Request — Copy out the lines below without changing anything.

Records supplied —
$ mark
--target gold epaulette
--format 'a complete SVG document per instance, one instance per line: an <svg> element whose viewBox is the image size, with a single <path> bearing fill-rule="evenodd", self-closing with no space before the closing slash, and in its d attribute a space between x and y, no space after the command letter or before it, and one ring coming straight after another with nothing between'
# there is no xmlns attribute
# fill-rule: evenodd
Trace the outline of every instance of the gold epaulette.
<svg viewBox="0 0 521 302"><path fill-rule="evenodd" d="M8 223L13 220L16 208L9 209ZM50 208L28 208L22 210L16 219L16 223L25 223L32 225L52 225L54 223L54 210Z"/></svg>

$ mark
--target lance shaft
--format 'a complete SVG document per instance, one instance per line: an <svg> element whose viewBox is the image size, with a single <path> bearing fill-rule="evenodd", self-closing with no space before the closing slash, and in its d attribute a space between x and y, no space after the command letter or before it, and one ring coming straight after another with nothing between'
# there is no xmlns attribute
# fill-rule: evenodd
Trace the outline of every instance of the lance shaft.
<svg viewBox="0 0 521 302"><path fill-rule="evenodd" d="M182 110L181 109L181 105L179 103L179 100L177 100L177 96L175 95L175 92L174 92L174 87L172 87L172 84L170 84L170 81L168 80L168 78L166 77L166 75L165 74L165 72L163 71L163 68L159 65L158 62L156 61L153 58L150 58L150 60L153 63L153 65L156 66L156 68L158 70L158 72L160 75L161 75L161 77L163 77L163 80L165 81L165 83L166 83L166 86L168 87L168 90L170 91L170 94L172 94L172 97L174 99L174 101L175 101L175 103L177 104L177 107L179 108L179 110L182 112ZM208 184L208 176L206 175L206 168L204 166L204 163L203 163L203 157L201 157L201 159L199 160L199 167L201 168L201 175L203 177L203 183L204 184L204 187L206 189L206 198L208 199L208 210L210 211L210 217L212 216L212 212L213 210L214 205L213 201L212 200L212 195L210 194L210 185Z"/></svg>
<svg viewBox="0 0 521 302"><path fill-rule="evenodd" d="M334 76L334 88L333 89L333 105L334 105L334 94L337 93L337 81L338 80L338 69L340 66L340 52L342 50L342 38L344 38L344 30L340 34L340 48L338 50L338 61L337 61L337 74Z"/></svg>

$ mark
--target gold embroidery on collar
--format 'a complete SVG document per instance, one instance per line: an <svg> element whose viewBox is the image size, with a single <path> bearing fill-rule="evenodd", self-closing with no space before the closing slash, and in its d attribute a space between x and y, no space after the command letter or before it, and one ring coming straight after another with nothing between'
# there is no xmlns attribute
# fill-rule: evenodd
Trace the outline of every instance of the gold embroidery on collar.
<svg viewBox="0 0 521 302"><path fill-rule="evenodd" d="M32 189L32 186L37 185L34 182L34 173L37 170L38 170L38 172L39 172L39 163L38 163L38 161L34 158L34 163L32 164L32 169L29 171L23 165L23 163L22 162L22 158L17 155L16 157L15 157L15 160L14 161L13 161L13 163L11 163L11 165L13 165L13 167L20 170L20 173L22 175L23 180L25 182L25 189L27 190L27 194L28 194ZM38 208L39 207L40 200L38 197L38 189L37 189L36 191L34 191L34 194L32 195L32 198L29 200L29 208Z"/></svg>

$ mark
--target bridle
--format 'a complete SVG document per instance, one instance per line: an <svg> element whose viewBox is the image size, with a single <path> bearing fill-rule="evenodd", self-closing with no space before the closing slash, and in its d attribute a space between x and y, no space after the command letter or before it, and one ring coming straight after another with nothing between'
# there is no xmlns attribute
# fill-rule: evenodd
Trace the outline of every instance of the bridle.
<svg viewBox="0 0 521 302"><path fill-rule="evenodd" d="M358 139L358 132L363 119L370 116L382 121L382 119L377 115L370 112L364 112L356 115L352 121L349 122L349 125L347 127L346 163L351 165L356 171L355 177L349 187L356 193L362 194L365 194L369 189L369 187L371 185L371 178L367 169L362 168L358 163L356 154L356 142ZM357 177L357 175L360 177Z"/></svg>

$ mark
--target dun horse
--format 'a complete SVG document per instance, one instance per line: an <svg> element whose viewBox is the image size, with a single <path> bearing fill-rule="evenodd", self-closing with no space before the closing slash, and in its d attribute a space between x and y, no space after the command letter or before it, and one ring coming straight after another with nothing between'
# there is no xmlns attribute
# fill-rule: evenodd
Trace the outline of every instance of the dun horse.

Output for this exercise —
$ mark
--target gold epaulette
--format 'a complete SVG document per instance, one instance per line: an <svg> element whose viewBox is the image size, with a single <path> bearing fill-rule="evenodd", self-closing with no space before the closing slash, and in its d attribute a space between x and y, no space after the command letter or before it, and one ring coming straight after another with nothing between'
# there is no xmlns attribute
# fill-rule: evenodd
Trace the outline of every instance of the gold epaulette.
<svg viewBox="0 0 521 302"><path fill-rule="evenodd" d="M8 223L13 220L16 208L9 209ZM50 208L28 208L22 210L16 219L16 223L25 223L32 225L52 225L54 223L54 210Z"/></svg>

$ mark
--target lance shaft
--format 'a complete SVG document per instance, one instance per line: an <svg> element whose viewBox is the image size, with a single <path> bearing fill-rule="evenodd", self-closing with no space before the closing slash, and in its d attribute a space between x and y, no space after the command letter or before it, and one ring coming straight after another with nothing between'
# there is no xmlns attribute
# fill-rule: evenodd
Trace the outline of every instance of the lance shaft.
<svg viewBox="0 0 521 302"><path fill-rule="evenodd" d="M182 110L181 109L181 105L179 103L179 100L177 100L177 96L175 95L175 92L174 92L174 87L172 87L172 84L170 84L170 81L168 80L168 78L166 77L166 75L165 74L165 72L163 71L163 68L159 65L158 62L156 61L153 58L150 58L150 60L153 63L153 65L156 66L156 68L158 70L158 72L160 75L161 75L161 77L163 77L163 80L165 81L165 83L166 83L166 86L168 87L168 90L170 91L170 94L172 94L172 97L174 99L174 101L175 101L175 103L177 104L177 107L179 108L179 110L182 112ZM208 184L208 176L206 175L206 168L204 166L204 163L203 163L203 157L201 157L201 159L199 160L199 167L201 168L201 175L203 177L203 183L204 184L204 187L206 189L206 198L208 199L208 210L210 211L210 217L212 216L212 212L213 210L214 205L213 201L212 200L212 195L210 194L210 185Z"/></svg>
<svg viewBox="0 0 521 302"><path fill-rule="evenodd" d="M334 76L334 88L333 89L333 105L334 105L334 94L337 93L337 81L338 80L338 69L340 66L340 52L342 50L342 38L344 38L344 30L340 34L340 48L338 50L338 61L337 61L337 74Z"/></svg>

$ mark
--target gold embroidery on collar
--format 'a complete SVG document per instance, one instance per line: an <svg> element whose viewBox is the image size, with a single <path> bearing fill-rule="evenodd", self-closing with no space before the closing slash, and in its d attribute a space between x and y, no space after the command letter or before it, and one ring coming straight after another with nothing between'
# there is no xmlns attribute
# fill-rule: evenodd
Trace the outline of every instance of the gold embroidery on collar.
<svg viewBox="0 0 521 302"><path fill-rule="evenodd" d="M32 189L32 186L37 185L34 182L34 173L37 170L38 170L38 172L39 172L39 163L38 163L38 161L34 158L34 163L32 164L32 169L29 171L23 165L23 163L22 162L22 158L17 155L16 157L15 157L15 160L14 161L13 161L13 163L11 163L11 165L13 165L13 167L20 170L20 173L22 175L23 180L25 182L25 189L27 190L27 194L28 194ZM38 208L39 207L40 200L38 197L38 189L37 189L36 191L34 191L34 194L32 195L32 198L29 200L29 208Z"/></svg>

$ mark
--target bridle
--format 'a complete SVG document per instance, one instance per line: an <svg> element whose viewBox is the image size, with a single <path> bearing fill-rule="evenodd", self-closing with no space before the closing slash, and in its d attribute a space between x and y, no space after the command letter or before it, and one ring coming straight after another with nothing between'
# there is no xmlns attribute
# fill-rule: evenodd
Trace the outline of every instance of the bridle.
<svg viewBox="0 0 521 302"><path fill-rule="evenodd" d="M358 139L358 132L363 119L370 116L382 121L382 119L377 115L370 112L364 112L356 115L352 121L349 122L349 125L347 127L346 163L351 165L356 171L355 177L349 187L356 193L362 194L365 194L369 189L369 187L371 185L371 178L367 169L362 168L358 163L356 154L356 142ZM357 177L357 175L360 177Z"/></svg>

$ mark
--target dun horse
--format 'a complete SVG document per instance, one instance per line: an <svg> element whose viewBox is the image size, with a single <path> bearing fill-rule="evenodd", self-closing with no space before the closing slash, and in its d attribute a space between x and y, no space after the command letter or before it, and one ring coming straight after another with nothing between'
# there is no xmlns attribute
# fill-rule: evenodd
Trace the outline of every instance of the dun horse.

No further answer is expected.